Excerpts of location labeling data:
• • •

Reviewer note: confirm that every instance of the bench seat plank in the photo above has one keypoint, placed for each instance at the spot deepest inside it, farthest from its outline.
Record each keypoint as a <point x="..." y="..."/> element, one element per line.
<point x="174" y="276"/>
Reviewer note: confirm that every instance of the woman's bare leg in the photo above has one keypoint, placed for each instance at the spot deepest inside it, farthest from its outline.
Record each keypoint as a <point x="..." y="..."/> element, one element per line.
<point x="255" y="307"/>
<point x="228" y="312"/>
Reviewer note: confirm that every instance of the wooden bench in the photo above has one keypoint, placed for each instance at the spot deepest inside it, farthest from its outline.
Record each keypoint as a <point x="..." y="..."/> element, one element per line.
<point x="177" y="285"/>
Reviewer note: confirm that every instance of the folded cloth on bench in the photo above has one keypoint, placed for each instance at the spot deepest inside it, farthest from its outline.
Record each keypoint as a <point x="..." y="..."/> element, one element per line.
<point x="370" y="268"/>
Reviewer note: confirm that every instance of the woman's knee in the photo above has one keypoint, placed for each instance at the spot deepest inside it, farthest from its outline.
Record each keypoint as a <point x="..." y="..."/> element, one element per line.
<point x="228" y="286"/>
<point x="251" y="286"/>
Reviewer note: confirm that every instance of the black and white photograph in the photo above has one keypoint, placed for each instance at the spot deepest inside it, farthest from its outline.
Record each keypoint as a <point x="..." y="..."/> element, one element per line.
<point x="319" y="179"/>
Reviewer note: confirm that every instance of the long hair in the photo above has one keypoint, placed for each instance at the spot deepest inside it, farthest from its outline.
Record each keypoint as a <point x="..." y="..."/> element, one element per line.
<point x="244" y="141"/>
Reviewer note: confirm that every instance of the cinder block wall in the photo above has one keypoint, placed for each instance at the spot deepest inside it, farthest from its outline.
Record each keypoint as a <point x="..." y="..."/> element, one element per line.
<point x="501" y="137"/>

• • •

Extract all of the material exactly as it is written.

Reviewer note: confirm that every instance of the bench seat plank in the photo above has one keypoint, placed for each instance at the spot deepest inside it, farthest from its outline.
Record each keypoint as a <point x="..." y="..."/> element, one element per line.
<point x="174" y="276"/>
Reviewer note: confirm that every instance of the woman's bare leg in the photo above has one keypoint, placed for each instance at the spot deepest inside it, farthest from its outline.
Record each keypoint as a <point x="..." y="..."/> element, one element per line.
<point x="255" y="307"/>
<point x="228" y="312"/>
Reviewer note: confirm that every instance of the wooden bench in the photo above has one keypoint, placed for each instance at the spot deepest inside it, farthest from its outline.
Record each keypoint as a <point x="..." y="..."/> element, one element per line.
<point x="177" y="285"/>
Reviewer note: confirm that every instance of the folded cloth on bench in the photo above has one keypoint, placed for each instance at the spot deepest inside it, farthest from its outline.
Record each keypoint as a <point x="..." y="..."/> element, one element per line.
<point x="370" y="268"/>
Reviewer note: confirm that every instance of the woman's knee in the photo above has one keypoint, placed for each instance at the spot deepest inside it, farthest from its outline.
Record each keypoint as a <point x="..." y="..."/> element, one element per line.
<point x="228" y="286"/>
<point x="251" y="286"/>
Reviewer note: confirm that every instance of the black and white photograph in the photo above has one keypoint, placed for each instance at the spot deepest inside it, farthest from its outline.
Record each keypoint as a <point x="..." y="..."/> element, one element per line.
<point x="319" y="179"/>
Reviewer note: confirm that every instance of the long hair in the photo above has one keypoint, placed for each instance at the spot deepest inside it, farthest from its outline.
Record each keypoint as a <point x="..." y="..."/> element, one element per line.
<point x="244" y="141"/>
Reviewer note: confirm that every instance of the cinder block wall in the photo above has one keypoint, placed for each instance at the spot deepest inside it, farthest from its outline.
Record each keypoint as a <point x="..." y="..."/> element, one element per line.
<point x="501" y="137"/>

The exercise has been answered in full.